Text provided:
Potential exam question #1
What is the difference between NEE and NEP?
NEE, or Net Ecosystem Exchange, is an instantaneous measurement of the inward and outward flows of carbon within an ecosystem. NEE is measured by eddy-flux towers to determine the amount of CO2 entering an ecosystem and the amount of carbon being lost through respiration simultaneously.
NEP, or Net Ecosystem Production, is a measurement of the net gain (or loss) of energy/carbon in a system over a period of time. NEP, therefore, is NPP minus energy lost through heterotrophic respiration. NEP is expressed in flux units (g/m2yr) and is estimated based on long-term averages of NEE measurements.
Potential exam question #2
Explain the differences between an upland and bottomland terrestrial ecosystem in regards to rate of decompositon, rate of production, and potential for Carbon storage.
Upland ecosystems tend to have increased rates of decompostion and lower rates of production. Bottomland ecosystems tend to have lower rates of decompostion (due to standing water and thus lack of oxygen impeding decomposition) and higher rates of production due to an increased presence of H2O. The potential for Carbon storage is greater in bottomland ecosystems due to the low rate of decomposition and high rate of production.
Potential exam question #3
Describe the major components of the global terrestrial carbon uptake and release.
Photosynthesis removes carbon from the atmosphere (this is gross primary production, or GPP). Plants use some of the energy produced in photosynthesis for individual growth and they respire CO2 into the atmosphere (this is autotrophic respiration, or RA). Together, GPP minus RA is the short-term carbon uptake by plants (net primary production, NPP).
In the medium-term, heterotrophic respiration (RH) releases carbon to the atmosphere via soil decomposers (mainly fungi and bacteria), herbivores, and other animals. Taking the short-term NPP and subtracting RH, the release from heterotrophic respiration, gives you net ecosystem production (NEP).

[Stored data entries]
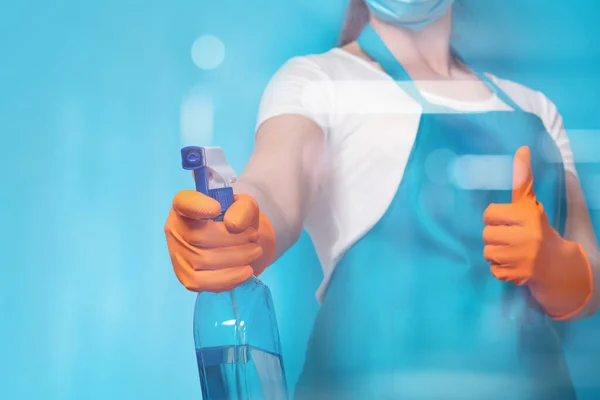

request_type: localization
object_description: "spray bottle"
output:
[181,146,288,400]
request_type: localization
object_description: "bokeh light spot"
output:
[192,35,225,70]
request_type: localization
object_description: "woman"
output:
[166,0,600,400]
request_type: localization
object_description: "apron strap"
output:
[357,24,523,111]
[469,67,523,112]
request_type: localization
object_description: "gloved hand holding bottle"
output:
[483,147,593,320]
[165,190,275,292]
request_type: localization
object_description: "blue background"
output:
[0,0,600,399]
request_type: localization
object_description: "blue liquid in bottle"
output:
[182,147,288,400]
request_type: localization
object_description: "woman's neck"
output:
[370,11,453,78]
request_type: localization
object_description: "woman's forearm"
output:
[234,176,302,262]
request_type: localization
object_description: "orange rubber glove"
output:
[483,147,593,320]
[165,190,275,293]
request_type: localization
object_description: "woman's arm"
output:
[234,114,324,261]
[565,172,600,319]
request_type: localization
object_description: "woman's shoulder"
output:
[276,47,372,80]
[486,74,558,121]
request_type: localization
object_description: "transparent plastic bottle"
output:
[182,147,288,400]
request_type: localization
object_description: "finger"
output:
[512,146,535,203]
[223,194,259,233]
[173,190,221,220]
[483,225,519,246]
[483,245,511,265]
[483,204,526,225]
[490,264,527,286]
[185,243,263,271]
[180,221,259,249]
[176,255,254,293]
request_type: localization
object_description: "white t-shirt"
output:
[257,48,576,301]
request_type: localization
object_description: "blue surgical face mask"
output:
[366,0,454,31]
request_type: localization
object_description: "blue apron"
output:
[295,26,575,400]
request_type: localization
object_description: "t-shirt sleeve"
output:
[538,92,578,177]
[256,56,331,132]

Work task: Resume the study notes on ecosystem carbon exchange, picking up right after their final sentence. Nothing in the data is required here.

Task answer:
Disturbances also release stored carbon over the long-term. Examples include fire, flooding, insect irruptions (the gypsy moth, for example), windthrow, and ice storms. NEP minus the carbon released from disturbances results in net biome production (NBP). NBP would also include scaling up across all ecosystems in the landscape, which means averaging across different community types and successional stages.
potential exam question #4
Define the term succession and distinguish between its two types.
Succession is the tendency of a community's species composition to be replaced over time in a sequence of changes, known as seres, to progress towards a stable state. Secondary succession occurs in a habitat that has been disturbed, but in which some aspects of community remain. Primary succession is different in that it occurs in a newly formed or exposed habitat devoid of life, such as after a lava flow or a glacier retreat. Primary succession is the establishment of a community wheras secondary succession is the regeneration of a community. (If you have heard of r- and k-selected species, it may help to remember that r-selected species are typically primary successors, and k-selected species are secondary successors. R-selected species do very well in disturbed and unstable environments and reproduce quickly. K-selected species reproduce much less quickly, are more competitive, and require more stable environments in which to grow.)